# DIRECTIONS FOR THIS TASK
Could you write out the records below exactly as they appear?

# DATA EXTRACTS
******
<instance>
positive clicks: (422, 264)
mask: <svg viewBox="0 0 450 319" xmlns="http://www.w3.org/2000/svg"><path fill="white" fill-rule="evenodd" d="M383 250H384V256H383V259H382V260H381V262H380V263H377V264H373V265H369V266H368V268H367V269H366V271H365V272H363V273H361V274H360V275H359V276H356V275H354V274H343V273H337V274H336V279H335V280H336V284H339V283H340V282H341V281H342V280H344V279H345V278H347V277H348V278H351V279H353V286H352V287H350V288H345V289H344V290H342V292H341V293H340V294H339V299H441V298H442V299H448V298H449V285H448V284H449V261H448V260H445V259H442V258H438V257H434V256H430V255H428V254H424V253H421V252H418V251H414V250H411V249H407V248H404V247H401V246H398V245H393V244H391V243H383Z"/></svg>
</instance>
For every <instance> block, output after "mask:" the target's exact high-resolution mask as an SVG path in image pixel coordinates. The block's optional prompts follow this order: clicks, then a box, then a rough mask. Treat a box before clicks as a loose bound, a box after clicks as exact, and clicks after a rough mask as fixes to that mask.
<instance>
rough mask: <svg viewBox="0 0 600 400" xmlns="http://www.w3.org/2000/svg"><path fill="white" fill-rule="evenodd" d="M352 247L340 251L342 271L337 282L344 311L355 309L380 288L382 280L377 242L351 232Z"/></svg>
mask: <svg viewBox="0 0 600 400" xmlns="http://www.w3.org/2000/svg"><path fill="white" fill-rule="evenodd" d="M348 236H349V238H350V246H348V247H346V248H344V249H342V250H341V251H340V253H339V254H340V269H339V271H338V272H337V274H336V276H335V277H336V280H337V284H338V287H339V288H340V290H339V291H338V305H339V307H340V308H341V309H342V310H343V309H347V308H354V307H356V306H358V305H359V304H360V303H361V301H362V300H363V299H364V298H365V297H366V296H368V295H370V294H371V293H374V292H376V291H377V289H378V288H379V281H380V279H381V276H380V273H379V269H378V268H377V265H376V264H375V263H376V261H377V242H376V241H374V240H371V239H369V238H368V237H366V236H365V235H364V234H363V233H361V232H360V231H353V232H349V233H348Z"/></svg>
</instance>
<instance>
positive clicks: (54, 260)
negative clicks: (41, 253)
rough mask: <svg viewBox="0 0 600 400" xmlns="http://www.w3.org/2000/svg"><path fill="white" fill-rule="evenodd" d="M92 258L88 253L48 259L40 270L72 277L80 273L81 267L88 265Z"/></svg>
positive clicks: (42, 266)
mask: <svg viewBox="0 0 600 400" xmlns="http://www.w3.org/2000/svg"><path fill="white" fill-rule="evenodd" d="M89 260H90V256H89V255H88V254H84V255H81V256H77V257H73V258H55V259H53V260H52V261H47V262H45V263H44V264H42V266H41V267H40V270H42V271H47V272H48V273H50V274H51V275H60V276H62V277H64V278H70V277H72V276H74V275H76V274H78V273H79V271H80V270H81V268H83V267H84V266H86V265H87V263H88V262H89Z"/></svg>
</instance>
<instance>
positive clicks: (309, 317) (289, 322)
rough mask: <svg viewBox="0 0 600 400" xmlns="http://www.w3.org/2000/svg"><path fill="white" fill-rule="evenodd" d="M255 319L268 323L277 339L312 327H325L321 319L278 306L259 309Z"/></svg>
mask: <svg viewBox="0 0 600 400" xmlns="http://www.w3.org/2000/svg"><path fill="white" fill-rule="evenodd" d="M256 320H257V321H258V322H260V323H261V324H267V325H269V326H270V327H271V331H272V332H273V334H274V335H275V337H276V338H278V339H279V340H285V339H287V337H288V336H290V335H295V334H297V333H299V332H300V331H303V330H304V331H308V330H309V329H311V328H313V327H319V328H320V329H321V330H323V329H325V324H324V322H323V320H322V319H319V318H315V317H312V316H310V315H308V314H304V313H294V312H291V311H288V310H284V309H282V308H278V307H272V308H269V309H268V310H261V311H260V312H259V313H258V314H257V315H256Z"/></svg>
******
# RESULT BELOW
<instance>
positive clicks: (422, 264)
mask: <svg viewBox="0 0 450 319" xmlns="http://www.w3.org/2000/svg"><path fill="white" fill-rule="evenodd" d="M383 250H384V256H383V259H382V260H381V262H380V263H377V264H373V265H369V266H368V268H367V269H366V271H365V272H363V273H361V274H360V275H359V276H356V275H354V274H343V273H337V274H336V279H335V280H336V284H339V283H340V282H341V281H342V280H344V279H345V278H347V277H348V278H351V279H353V286H352V287H350V288H345V289H344V290H342V292H341V293H340V294H339V299H441V298H442V299H448V298H449V285H448V284H449V261H448V260H445V259H442V258H438V257H434V256H430V255H428V254H424V253H421V252H418V251H414V250H411V249H407V248H404V247H401V246H398V245H393V244H391V243H383Z"/></svg>
</instance>
For every <instance> block, output after "mask:" the target's exact high-resolution mask as an SVG path in image pixel coordinates. The block's optional prompts follow this order: clicks, then a box, then a rough mask. Treat a box before clicks as a loose bound, a box after clicks as exact, and clicks after a rough mask as fixes to that mask.
<instance>
rough mask: <svg viewBox="0 0 600 400" xmlns="http://www.w3.org/2000/svg"><path fill="white" fill-rule="evenodd" d="M352 247L340 251L342 271L337 282L344 311L355 309L380 288L382 280L377 242L351 232Z"/></svg>
mask: <svg viewBox="0 0 600 400" xmlns="http://www.w3.org/2000/svg"><path fill="white" fill-rule="evenodd" d="M348 236H349V238H350V246H348V247H346V248H344V249H342V250H341V251H340V253H339V254H340V269H339V271H338V272H337V274H336V276H335V277H336V280H337V284H338V287H339V288H340V290H339V291H338V305H339V307H340V308H341V309H342V310H343V309H347V308H354V307H356V306H358V305H359V304H360V303H361V301H362V300H363V299H364V298H365V297H366V296H368V295H370V294H371V293H374V292H376V291H377V289H378V288H379V281H380V279H381V276H380V273H379V269H378V268H377V265H376V264H375V263H376V261H377V242H376V241H374V240H371V239H369V238H368V237H366V236H365V235H364V234H363V233H361V232H360V231H353V232H349V233H348Z"/></svg>
</instance>
<instance>
positive clicks: (54, 260)
negative clicks: (41, 253)
rough mask: <svg viewBox="0 0 600 400" xmlns="http://www.w3.org/2000/svg"><path fill="white" fill-rule="evenodd" d="M92 258L88 253L48 259L40 270L72 277L80 273L81 267L88 265Z"/></svg>
positive clicks: (42, 266)
mask: <svg viewBox="0 0 600 400" xmlns="http://www.w3.org/2000/svg"><path fill="white" fill-rule="evenodd" d="M89 260H90V256H89V255H88V254H84V255H81V256H77V257H73V258H55V259H53V260H52V261H47V262H45V263H44V264H42V266H41V267H40V270H42V271H47V272H48V273H50V274H51V275H60V276H62V277H64V278H70V277H72V276H74V275H76V274H78V273H79V271H80V270H81V268H83V267H84V266H86V265H87V263H88V262H89Z"/></svg>
</instance>
<instance>
positive clicks: (309, 317) (289, 322)
rough mask: <svg viewBox="0 0 600 400" xmlns="http://www.w3.org/2000/svg"><path fill="white" fill-rule="evenodd" d="M255 319L268 323L277 339L312 327H325L321 319L278 306L259 309Z"/></svg>
mask: <svg viewBox="0 0 600 400" xmlns="http://www.w3.org/2000/svg"><path fill="white" fill-rule="evenodd" d="M256 320H257V321H258V322H260V323H261V324H267V325H269V326H270V327H271V331H272V332H273V334H274V335H275V337H276V338H278V339H279V340H285V339H287V337H288V336H290V335H295V334H297V333H299V332H300V331H303V330H304V331H308V330H309V329H311V328H313V327H319V328H320V329H321V330H323V329H325V324H324V322H323V320H322V319H319V318H315V317H312V316H310V315H308V314H304V313H294V312H291V311H288V310H284V309H282V308H278V307H272V308H269V309H268V310H261V311H260V312H259V313H258V314H257V315H256Z"/></svg>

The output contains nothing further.